TASK DIRECTIONS - Copy out the rows below with "innermost point" changed to "most central interior point" everywhere and nothing else altered. Leave the pictures out.

───── INPUT RECORDS ─────

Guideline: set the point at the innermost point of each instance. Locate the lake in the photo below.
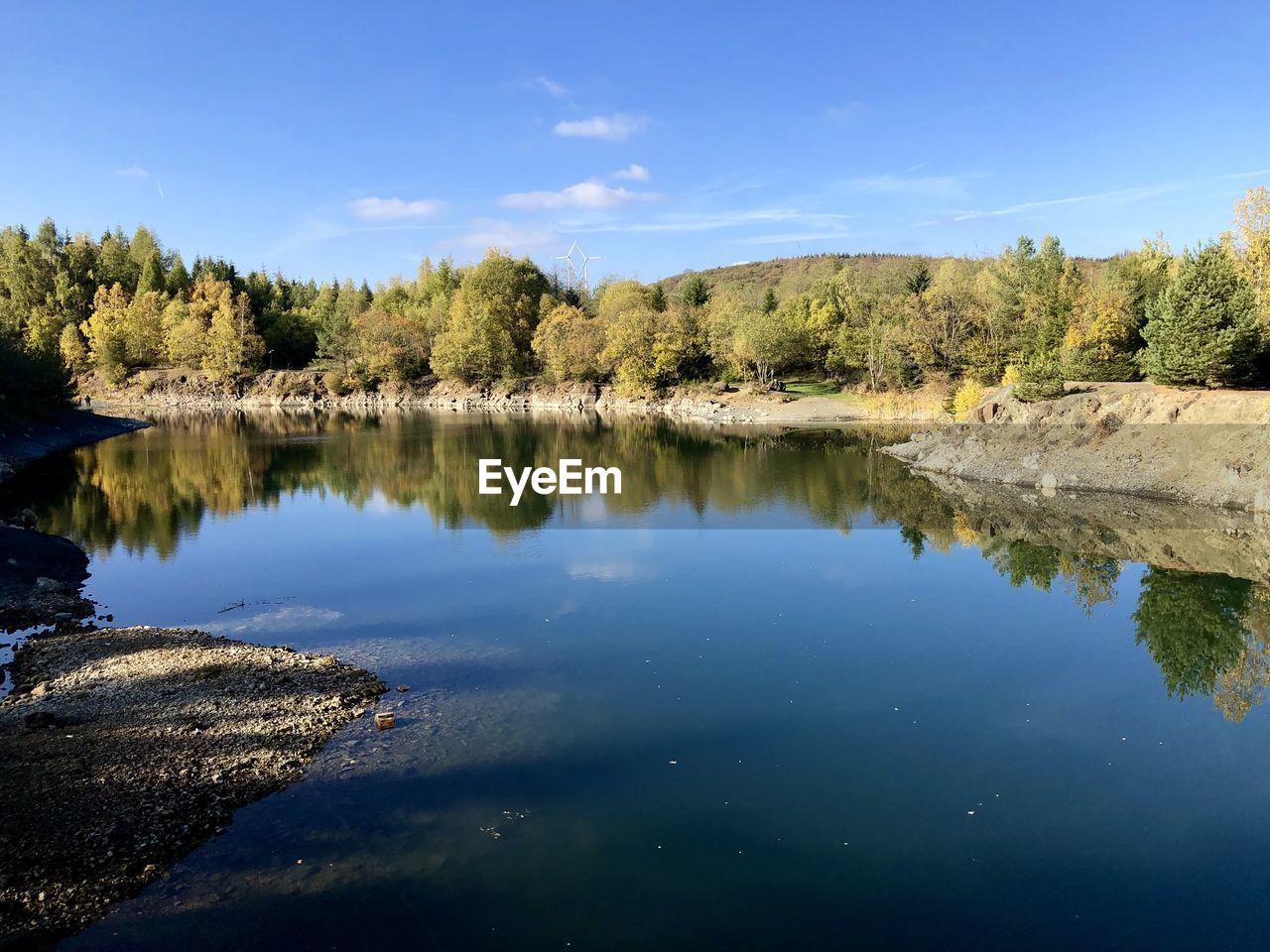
(779, 693)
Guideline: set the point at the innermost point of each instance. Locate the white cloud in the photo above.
(504, 234)
(1120, 195)
(548, 85)
(615, 128)
(633, 173)
(584, 194)
(390, 208)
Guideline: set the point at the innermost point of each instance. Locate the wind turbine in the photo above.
(572, 267)
(585, 261)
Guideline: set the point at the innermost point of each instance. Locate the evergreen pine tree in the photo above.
(1202, 330)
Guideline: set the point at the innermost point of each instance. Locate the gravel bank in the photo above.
(190, 390)
(126, 748)
(1191, 445)
(23, 440)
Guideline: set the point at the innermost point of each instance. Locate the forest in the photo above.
(117, 304)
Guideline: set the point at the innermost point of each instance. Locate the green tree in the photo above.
(105, 331)
(232, 345)
(1193, 625)
(1203, 330)
(570, 343)
(151, 275)
(178, 281)
(490, 334)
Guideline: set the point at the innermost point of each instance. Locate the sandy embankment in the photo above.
(1192, 445)
(122, 749)
(126, 748)
(27, 439)
(180, 390)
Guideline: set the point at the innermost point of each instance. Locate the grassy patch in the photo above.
(812, 388)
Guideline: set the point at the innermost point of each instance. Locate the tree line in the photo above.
(1030, 315)
(1209, 633)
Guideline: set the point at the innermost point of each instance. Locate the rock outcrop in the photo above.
(1206, 447)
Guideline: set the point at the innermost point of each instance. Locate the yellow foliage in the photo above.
(968, 397)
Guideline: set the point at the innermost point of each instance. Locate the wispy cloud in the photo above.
(712, 221)
(792, 238)
(584, 194)
(548, 85)
(631, 173)
(615, 128)
(934, 185)
(1120, 195)
(393, 208)
(503, 234)
(136, 172)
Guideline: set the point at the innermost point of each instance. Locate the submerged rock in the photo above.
(166, 733)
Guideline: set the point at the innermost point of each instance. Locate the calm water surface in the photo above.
(779, 694)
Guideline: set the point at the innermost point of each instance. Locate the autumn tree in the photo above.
(1251, 243)
(570, 343)
(107, 335)
(232, 345)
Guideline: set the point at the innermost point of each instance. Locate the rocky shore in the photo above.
(126, 748)
(1191, 445)
(185, 390)
(26, 439)
(122, 749)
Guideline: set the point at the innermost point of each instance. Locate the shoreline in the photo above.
(24, 440)
(175, 390)
(127, 748)
(1199, 447)
(125, 729)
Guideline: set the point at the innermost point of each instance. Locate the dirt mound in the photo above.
(126, 748)
(1207, 447)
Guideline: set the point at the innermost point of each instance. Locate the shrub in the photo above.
(1040, 377)
(335, 382)
(968, 397)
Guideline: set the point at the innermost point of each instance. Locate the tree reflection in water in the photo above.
(1203, 607)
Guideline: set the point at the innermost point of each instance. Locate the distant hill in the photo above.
(794, 276)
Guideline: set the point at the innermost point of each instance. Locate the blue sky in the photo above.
(352, 141)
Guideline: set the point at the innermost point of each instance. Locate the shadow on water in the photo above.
(390, 839)
(1202, 608)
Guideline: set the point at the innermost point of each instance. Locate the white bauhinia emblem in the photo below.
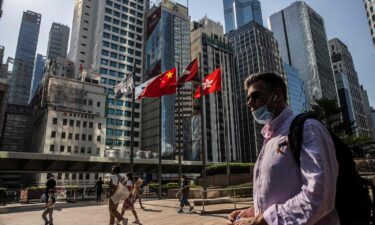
(207, 84)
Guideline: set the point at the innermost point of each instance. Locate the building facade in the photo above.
(107, 37)
(240, 12)
(300, 33)
(1, 8)
(220, 108)
(342, 62)
(25, 57)
(17, 129)
(69, 119)
(58, 41)
(296, 90)
(39, 64)
(167, 46)
(255, 51)
(370, 7)
(367, 109)
(346, 103)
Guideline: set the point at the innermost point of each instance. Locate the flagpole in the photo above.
(159, 162)
(179, 121)
(132, 125)
(203, 141)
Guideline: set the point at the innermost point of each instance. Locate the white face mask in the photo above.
(262, 115)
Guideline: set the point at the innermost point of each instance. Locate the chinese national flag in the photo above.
(211, 83)
(163, 84)
(189, 73)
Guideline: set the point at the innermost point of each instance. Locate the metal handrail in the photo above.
(232, 190)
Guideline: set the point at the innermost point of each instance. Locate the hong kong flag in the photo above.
(210, 84)
(163, 84)
(189, 73)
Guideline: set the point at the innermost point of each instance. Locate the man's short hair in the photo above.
(271, 80)
(116, 169)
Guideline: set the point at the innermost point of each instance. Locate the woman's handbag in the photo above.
(121, 192)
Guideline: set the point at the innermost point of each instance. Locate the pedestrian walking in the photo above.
(99, 189)
(50, 203)
(50, 185)
(183, 194)
(129, 201)
(114, 183)
(285, 192)
(138, 182)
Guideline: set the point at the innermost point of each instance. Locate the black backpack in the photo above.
(353, 203)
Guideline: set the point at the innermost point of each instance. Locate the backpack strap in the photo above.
(370, 186)
(296, 134)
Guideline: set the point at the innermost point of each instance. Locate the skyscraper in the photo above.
(296, 89)
(369, 6)
(24, 61)
(1, 8)
(37, 74)
(167, 46)
(107, 36)
(343, 64)
(255, 51)
(221, 112)
(302, 40)
(239, 12)
(346, 103)
(367, 110)
(58, 41)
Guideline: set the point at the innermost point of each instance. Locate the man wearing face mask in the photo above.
(283, 191)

─────

EXPECTED ANSWER -
Guideline: set the point at the most central interior point of each instance. Locate the lake in the photo below.
(779, 693)
Guideline: set the point at the most central interior point of each instance. Locate the white cloud in the photo above.
(504, 234)
(1120, 195)
(548, 85)
(615, 128)
(633, 173)
(584, 194)
(390, 208)
Guideline: set the point at the most central interior point of each instance. Locate the wind turbine in the photo above.
(572, 267)
(585, 261)
Guideline: set the point at the most central interior point of each instance. Locate the evergreen pine tree in the photo above.
(1202, 330)
Guideline: set the point at the most central interior point of each instance. Locate the gravel bank in the photo above.
(190, 390)
(126, 748)
(1191, 445)
(23, 440)
Guideline: set the point at the most central interior point of each instance. Locate the forest in the photo above.
(117, 304)
Guideline: set the point at the most central interior point of each instance. Locate the green tree in the photo above.
(105, 331)
(232, 345)
(1193, 625)
(1203, 330)
(570, 343)
(151, 275)
(178, 281)
(490, 334)
Guideline: set the point at the most central interior point of each instance. Locate the sandy embankment in the photo above.
(1192, 445)
(122, 749)
(126, 748)
(27, 439)
(180, 390)
Guideline: set the point at the most central interior point of each instance. Locate the grassy patch in the photo above.
(812, 388)
Guideline: set the point at the most central interior point of each instance. Locate the tree line in the photo above.
(1030, 315)
(1209, 633)
Guideline: set the point at the most central interior point of each instance. Locate the rock outcrop in the photo above.
(1206, 447)
Guideline: set the point at the most central interior point of each instance. Locate the yellow foliage in the photo above.
(968, 397)
Guideline: set the point at the most central interior point of each instance. Locate the wispy cloud in the photo above.
(712, 221)
(792, 238)
(584, 194)
(548, 85)
(631, 173)
(615, 128)
(934, 185)
(1120, 195)
(393, 208)
(503, 234)
(136, 172)
Guideline: set the point at the most central interior point of each instance. Locate the submerged rock in the photo above.
(166, 733)
Guideline: set the point at the most central interior point of each instance. Locate the calm water surface in the photo above.
(779, 694)
Guideline: set the point at the most central interior point of each instance. Locate the autumn tree in the photo above.
(1251, 243)
(570, 343)
(107, 335)
(232, 345)
Guideline: set the point at the most central interior point of each instance. Locate the rocky shore in the photo above.
(126, 748)
(1191, 445)
(185, 390)
(26, 439)
(122, 749)
Guideline: set the point at the most central interior point of each instance. Locate the shoreline in the photo above.
(24, 440)
(175, 390)
(127, 748)
(1199, 447)
(125, 729)
Guideline: set the point at the most central interior point of each instance. Locate the dirt mound in the photo above.
(126, 748)
(1207, 447)
Guideline: set the point at the most central interior point of each instance. Locate the shrub in the photo above.
(1040, 377)
(335, 382)
(968, 397)
Guideline: set the point at the most central interior point of each instance. Locate the tree reflection in water in the photo above.
(1203, 607)
Guideline: set the point at the most central interior point of each instance. Locate the distant hill in the photo above.
(794, 276)
Guideline: set the point at the most central interior point of each instance. Locate the blue sky in the photo above.
(352, 141)
Guideline: set the point at the most central interior point of each instance. Locate the shadow on water in the photo above.
(390, 839)
(1202, 608)
Guideline: set the point at the most central interior point of each instance. Locate the white bauhinia emblem in the photo below.
(207, 84)
Guideline: set the point at the most central interior point of each instance. Locate the building facade in the photo above.
(107, 37)
(240, 12)
(300, 33)
(1, 8)
(220, 108)
(342, 62)
(25, 57)
(17, 129)
(69, 119)
(58, 41)
(296, 90)
(39, 64)
(167, 46)
(255, 51)
(370, 7)
(367, 109)
(346, 103)
Guideline: set the point at the most central interior point of each instance. Locate the flagpole in the photo above.
(159, 162)
(179, 121)
(132, 125)
(203, 141)
Guideline: set the point at the most central interior point of each instance. Locate the white face mask in the photo above.
(262, 115)
Guideline: set the point at the most central interior point of each instance. Locate the chinese national flag in the photo above.
(211, 83)
(163, 84)
(189, 73)
Guideline: set the point at the most central interior point of each instance. Locate the metal handrail in the photo above.
(232, 190)
Guideline: set the point at the most central interior point of each instance. Locate the hong kong flag in the photo above.
(210, 84)
(163, 84)
(189, 73)
Guideline: set the point at the most central interior point of each instance. Locate the man's short hair in the photo above.
(271, 80)
(116, 169)
Guideline: set the point at the most central interior point of each instance. Locate the woman's handbag in the photo above.
(121, 192)
Guideline: set the point at the most central interior point of each instance. Locate the pedestrian walking in the photo above.
(99, 189)
(50, 203)
(50, 185)
(183, 194)
(129, 201)
(114, 183)
(285, 192)
(138, 182)
Guideline: set the point at the most central interior point of each instance. Locate the black backpack in the photo above.
(353, 203)
Guideline: set the point at the most central interior point of each instance. Locate the backpack strap in the photo above.
(370, 186)
(296, 134)
Guideline: set the point at the most central interior point of each instance. Locate the skyscraper in the photo above.
(296, 89)
(369, 6)
(24, 61)
(1, 8)
(37, 74)
(167, 46)
(107, 36)
(343, 64)
(255, 51)
(221, 112)
(302, 40)
(239, 12)
(346, 103)
(367, 110)
(58, 41)
Guideline: set the point at the most central interior point of each instance. Locate the man wearing face mask in the photo above.
(283, 191)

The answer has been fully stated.